**Work required**
Pull out every line in the data below that contains the word "firefighter", and copy each one without changes.

**Stored data**
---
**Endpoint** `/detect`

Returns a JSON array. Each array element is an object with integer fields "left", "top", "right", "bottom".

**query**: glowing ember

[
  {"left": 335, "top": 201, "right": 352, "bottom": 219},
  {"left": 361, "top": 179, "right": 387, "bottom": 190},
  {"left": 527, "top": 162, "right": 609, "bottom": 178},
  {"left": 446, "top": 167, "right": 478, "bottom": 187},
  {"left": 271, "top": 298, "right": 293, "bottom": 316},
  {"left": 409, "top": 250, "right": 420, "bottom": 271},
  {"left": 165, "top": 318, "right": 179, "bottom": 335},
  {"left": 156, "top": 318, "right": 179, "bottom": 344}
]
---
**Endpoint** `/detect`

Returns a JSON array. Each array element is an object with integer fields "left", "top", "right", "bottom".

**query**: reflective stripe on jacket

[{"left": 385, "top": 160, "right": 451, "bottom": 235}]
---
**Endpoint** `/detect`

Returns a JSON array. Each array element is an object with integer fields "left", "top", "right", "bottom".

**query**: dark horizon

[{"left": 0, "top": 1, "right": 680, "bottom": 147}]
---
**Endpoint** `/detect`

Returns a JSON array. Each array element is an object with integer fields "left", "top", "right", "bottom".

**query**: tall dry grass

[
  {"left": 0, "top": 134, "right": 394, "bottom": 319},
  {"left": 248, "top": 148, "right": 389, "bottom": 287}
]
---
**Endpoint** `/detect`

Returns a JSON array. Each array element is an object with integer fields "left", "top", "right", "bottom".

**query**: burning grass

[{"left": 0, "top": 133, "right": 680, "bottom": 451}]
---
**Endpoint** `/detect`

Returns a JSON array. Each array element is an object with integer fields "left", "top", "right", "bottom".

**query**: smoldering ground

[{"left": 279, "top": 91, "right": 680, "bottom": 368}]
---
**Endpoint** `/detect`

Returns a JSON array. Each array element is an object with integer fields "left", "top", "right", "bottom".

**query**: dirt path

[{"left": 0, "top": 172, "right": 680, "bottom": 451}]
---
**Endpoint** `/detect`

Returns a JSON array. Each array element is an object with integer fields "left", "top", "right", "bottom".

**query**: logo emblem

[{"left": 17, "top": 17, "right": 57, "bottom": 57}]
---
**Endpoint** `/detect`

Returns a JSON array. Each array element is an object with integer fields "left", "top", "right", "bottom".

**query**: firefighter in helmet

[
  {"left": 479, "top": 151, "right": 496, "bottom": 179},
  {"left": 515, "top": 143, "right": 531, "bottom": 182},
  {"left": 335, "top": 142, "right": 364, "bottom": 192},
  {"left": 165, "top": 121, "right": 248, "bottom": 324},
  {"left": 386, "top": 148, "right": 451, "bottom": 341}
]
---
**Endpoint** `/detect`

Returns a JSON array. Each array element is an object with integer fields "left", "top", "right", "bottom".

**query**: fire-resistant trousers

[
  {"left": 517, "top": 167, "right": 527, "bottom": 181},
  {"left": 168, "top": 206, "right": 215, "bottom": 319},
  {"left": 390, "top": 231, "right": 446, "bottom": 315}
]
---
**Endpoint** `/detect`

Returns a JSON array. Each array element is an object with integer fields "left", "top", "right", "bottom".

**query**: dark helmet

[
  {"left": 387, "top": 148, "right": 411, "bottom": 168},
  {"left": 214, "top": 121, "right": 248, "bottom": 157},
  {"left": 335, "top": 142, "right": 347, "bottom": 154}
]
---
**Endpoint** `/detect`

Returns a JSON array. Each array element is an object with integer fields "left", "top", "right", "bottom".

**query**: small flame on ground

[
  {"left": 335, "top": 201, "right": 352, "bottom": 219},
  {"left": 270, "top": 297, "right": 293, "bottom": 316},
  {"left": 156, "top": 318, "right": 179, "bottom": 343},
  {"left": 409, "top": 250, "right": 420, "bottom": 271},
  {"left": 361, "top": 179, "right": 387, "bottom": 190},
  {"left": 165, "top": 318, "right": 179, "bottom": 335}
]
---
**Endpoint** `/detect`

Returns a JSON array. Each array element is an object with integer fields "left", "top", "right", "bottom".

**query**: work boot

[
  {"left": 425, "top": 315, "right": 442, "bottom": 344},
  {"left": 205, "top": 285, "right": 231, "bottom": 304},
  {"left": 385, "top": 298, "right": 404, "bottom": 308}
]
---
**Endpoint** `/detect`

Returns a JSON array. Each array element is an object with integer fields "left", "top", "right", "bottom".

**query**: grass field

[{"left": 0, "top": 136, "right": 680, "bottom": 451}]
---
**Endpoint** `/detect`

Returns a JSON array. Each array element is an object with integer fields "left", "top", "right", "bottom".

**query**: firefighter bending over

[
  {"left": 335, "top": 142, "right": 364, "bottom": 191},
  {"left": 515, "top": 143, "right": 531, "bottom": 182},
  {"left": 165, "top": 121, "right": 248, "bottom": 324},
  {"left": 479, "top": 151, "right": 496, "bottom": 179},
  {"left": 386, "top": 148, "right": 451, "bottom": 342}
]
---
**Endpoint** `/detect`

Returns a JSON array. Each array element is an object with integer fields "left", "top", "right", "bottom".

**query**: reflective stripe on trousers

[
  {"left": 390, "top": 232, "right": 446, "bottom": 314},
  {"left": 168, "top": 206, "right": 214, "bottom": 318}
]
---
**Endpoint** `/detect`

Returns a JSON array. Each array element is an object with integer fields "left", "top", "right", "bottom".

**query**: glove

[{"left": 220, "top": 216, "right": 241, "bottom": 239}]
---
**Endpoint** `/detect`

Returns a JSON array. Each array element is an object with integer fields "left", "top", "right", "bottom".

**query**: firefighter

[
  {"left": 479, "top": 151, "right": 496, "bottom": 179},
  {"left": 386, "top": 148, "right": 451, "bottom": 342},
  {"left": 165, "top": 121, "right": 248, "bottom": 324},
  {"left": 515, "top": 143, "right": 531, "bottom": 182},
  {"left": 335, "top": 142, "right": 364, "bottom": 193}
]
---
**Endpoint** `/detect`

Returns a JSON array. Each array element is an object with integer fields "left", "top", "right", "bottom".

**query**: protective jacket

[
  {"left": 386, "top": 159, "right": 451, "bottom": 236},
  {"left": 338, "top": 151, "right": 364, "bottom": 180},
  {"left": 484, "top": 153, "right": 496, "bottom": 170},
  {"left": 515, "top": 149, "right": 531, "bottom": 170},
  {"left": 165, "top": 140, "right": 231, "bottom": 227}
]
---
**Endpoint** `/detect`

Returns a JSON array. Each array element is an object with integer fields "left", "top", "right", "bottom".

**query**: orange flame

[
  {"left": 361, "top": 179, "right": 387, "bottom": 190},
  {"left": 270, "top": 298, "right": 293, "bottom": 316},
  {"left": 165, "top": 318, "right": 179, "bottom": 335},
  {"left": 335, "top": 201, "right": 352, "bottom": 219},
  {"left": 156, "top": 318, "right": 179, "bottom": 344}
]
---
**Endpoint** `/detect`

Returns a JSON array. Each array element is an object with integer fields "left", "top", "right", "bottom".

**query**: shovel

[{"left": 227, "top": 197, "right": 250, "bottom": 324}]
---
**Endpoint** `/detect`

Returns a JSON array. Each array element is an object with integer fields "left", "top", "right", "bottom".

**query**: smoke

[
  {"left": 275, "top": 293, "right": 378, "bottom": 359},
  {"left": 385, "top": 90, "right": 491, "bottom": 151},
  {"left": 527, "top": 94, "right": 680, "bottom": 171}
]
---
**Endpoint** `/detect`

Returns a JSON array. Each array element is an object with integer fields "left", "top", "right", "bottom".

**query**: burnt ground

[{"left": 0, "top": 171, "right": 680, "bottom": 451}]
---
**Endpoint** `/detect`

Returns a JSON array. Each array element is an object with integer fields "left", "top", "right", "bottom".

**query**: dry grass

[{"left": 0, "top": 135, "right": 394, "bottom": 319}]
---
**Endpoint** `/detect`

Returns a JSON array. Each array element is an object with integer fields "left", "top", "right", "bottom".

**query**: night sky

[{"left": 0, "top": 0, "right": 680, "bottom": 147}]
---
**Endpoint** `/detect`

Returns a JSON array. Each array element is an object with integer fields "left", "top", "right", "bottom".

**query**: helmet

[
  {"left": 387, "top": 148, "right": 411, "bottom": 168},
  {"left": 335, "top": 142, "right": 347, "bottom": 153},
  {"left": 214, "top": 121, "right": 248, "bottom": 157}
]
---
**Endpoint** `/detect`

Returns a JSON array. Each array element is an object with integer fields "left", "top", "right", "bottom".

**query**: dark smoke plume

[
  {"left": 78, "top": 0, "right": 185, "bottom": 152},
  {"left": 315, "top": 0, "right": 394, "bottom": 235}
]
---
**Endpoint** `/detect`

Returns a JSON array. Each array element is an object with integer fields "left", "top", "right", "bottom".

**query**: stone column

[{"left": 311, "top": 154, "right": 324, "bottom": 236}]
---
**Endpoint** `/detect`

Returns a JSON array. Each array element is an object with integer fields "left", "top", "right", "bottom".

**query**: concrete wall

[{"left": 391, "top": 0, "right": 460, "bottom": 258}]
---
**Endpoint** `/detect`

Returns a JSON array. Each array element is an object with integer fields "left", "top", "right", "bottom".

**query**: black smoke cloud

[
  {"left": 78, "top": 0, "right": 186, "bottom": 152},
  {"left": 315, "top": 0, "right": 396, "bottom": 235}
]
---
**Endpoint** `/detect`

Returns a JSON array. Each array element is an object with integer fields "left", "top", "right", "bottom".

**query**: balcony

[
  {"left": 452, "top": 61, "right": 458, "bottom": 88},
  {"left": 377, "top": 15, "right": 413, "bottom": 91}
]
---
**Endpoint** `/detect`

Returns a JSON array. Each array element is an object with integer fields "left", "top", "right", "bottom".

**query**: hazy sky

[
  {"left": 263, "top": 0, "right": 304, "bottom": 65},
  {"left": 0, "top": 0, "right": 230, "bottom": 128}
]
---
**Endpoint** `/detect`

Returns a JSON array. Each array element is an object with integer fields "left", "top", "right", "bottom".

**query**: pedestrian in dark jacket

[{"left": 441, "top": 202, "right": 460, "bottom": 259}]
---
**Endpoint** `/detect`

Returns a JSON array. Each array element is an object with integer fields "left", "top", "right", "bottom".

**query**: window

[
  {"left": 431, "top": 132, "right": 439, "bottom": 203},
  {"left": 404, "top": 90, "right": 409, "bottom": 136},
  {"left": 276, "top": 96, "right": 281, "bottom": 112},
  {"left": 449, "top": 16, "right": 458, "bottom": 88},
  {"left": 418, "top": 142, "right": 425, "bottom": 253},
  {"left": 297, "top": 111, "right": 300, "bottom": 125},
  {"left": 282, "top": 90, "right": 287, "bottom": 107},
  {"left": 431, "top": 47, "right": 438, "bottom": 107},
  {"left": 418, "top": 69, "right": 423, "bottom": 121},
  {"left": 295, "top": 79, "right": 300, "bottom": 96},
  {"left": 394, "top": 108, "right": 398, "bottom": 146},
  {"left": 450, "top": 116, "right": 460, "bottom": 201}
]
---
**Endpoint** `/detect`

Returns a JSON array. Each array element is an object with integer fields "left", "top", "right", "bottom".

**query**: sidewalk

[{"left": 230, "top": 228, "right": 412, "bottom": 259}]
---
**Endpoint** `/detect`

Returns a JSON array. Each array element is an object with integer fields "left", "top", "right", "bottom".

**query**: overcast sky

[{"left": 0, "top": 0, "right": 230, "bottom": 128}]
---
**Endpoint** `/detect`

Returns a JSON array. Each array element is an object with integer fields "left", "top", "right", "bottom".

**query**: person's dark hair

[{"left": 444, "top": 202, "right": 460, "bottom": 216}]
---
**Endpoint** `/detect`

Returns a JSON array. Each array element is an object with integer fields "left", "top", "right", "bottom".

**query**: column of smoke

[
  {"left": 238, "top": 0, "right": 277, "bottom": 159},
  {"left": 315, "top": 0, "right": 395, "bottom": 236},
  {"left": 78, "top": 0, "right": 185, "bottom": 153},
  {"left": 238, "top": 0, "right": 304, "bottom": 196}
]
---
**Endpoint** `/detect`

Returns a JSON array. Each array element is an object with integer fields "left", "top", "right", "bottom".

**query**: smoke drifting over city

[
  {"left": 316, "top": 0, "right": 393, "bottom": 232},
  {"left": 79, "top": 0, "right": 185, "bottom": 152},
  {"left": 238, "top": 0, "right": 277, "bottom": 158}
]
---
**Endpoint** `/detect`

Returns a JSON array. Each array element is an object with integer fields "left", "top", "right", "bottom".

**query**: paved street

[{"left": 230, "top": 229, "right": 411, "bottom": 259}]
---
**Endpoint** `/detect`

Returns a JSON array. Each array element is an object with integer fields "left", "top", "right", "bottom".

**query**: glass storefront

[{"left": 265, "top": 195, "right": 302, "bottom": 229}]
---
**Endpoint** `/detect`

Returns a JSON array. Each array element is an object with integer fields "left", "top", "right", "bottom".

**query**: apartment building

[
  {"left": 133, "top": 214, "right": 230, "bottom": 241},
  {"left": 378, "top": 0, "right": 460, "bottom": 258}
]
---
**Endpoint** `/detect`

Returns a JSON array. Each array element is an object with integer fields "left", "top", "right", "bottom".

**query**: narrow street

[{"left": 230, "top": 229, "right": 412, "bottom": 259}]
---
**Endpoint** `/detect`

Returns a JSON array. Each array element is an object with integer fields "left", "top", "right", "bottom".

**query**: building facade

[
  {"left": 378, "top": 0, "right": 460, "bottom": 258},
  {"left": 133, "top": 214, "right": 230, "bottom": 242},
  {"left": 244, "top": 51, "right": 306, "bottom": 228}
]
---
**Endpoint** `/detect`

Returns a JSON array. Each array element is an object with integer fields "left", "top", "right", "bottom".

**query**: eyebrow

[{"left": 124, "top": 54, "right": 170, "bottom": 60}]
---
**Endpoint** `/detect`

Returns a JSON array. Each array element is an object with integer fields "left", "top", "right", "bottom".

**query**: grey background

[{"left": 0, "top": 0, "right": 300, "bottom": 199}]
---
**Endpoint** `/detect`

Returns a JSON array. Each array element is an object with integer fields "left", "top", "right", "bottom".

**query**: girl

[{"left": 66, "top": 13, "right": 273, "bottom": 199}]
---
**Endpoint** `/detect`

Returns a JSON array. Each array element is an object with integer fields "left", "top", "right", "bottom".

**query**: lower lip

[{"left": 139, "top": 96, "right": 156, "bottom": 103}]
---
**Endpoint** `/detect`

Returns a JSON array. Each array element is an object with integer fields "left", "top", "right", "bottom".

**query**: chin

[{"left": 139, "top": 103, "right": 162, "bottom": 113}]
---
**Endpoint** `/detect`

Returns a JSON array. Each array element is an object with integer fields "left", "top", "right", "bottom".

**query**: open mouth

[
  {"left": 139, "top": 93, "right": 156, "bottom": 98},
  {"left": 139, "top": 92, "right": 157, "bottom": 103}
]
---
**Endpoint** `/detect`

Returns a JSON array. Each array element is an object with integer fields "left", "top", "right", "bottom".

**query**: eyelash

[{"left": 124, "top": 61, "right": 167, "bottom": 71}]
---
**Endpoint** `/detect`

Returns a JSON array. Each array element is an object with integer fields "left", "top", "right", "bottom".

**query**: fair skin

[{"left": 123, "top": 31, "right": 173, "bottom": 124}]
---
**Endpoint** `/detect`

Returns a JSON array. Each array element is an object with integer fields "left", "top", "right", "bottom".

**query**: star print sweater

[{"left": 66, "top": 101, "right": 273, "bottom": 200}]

**Final result**
**query**: firefighter in helmet
**query**: firefighter bending over
**query**: firefighter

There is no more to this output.